ENTRIES SHOWN:
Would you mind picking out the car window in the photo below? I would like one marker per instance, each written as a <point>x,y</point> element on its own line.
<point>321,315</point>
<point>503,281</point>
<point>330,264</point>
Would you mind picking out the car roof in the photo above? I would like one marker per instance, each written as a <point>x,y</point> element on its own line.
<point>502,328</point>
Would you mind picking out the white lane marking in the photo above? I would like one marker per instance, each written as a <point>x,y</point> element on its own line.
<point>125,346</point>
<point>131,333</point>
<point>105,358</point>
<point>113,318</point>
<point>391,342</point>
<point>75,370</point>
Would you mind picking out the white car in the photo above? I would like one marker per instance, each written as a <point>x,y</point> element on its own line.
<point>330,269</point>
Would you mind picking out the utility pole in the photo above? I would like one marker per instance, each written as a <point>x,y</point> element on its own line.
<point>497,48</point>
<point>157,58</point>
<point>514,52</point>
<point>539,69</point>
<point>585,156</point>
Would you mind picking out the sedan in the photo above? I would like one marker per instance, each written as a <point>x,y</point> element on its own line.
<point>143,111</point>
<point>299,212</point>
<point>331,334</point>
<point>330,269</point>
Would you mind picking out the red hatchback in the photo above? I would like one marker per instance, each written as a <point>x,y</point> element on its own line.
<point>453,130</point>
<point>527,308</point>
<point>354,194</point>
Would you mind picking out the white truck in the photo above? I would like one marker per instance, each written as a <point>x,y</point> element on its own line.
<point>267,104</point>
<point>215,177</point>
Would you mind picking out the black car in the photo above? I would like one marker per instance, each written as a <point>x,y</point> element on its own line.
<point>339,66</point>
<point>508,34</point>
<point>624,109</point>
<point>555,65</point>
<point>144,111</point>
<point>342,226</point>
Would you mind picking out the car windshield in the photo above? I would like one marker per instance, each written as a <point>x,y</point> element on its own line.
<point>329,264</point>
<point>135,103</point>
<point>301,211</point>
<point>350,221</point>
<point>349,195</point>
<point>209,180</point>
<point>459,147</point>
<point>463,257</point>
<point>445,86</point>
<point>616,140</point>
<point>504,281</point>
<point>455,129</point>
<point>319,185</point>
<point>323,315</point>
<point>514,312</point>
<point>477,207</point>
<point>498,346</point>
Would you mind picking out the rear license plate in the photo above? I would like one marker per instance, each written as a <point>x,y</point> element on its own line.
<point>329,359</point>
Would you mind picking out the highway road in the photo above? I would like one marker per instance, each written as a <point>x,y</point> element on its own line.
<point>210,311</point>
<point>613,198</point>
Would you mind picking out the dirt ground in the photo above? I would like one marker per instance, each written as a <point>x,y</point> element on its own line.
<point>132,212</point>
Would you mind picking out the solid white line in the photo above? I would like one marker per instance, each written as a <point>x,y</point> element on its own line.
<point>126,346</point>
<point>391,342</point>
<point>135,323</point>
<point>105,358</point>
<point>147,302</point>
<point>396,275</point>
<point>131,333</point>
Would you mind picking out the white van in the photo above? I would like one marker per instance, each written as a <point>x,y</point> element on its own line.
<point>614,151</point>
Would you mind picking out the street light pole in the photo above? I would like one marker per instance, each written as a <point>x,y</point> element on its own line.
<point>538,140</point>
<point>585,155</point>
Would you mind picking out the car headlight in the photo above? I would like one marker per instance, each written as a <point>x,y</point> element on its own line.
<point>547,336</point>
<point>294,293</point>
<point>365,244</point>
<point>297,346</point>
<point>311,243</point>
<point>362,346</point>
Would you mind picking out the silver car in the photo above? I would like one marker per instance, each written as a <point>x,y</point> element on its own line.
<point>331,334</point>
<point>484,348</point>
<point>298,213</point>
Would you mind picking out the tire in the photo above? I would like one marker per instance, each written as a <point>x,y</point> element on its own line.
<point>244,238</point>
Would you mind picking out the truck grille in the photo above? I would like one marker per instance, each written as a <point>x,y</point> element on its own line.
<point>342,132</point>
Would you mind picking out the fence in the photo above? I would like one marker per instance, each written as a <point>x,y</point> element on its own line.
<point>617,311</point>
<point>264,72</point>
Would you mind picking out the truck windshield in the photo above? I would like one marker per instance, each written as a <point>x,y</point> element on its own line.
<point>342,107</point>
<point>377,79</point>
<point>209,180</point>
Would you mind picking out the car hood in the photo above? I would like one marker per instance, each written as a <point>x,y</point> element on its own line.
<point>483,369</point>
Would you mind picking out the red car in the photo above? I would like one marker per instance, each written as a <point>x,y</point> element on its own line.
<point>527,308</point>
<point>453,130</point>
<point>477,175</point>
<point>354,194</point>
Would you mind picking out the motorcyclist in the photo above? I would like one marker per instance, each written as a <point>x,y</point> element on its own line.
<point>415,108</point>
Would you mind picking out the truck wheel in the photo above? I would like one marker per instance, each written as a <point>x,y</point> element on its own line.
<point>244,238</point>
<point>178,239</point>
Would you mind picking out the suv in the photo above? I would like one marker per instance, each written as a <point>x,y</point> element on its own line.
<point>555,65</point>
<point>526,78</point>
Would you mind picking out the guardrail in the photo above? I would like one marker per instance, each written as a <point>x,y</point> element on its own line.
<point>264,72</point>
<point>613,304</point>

WORK TO COMPLETE: Please update the lines above, from the very first line through the line containing "<point>330,264</point>", by replacing "car window" with "windshield" and leaving everything else unchanged. Return only those lines.

FULL OUTPUT:
Would you mind picking out the windshield in the photo below? I would like one marker per instance, each written as a <point>x,y</point> element on its own line.
<point>321,315</point>
<point>503,281</point>
<point>330,264</point>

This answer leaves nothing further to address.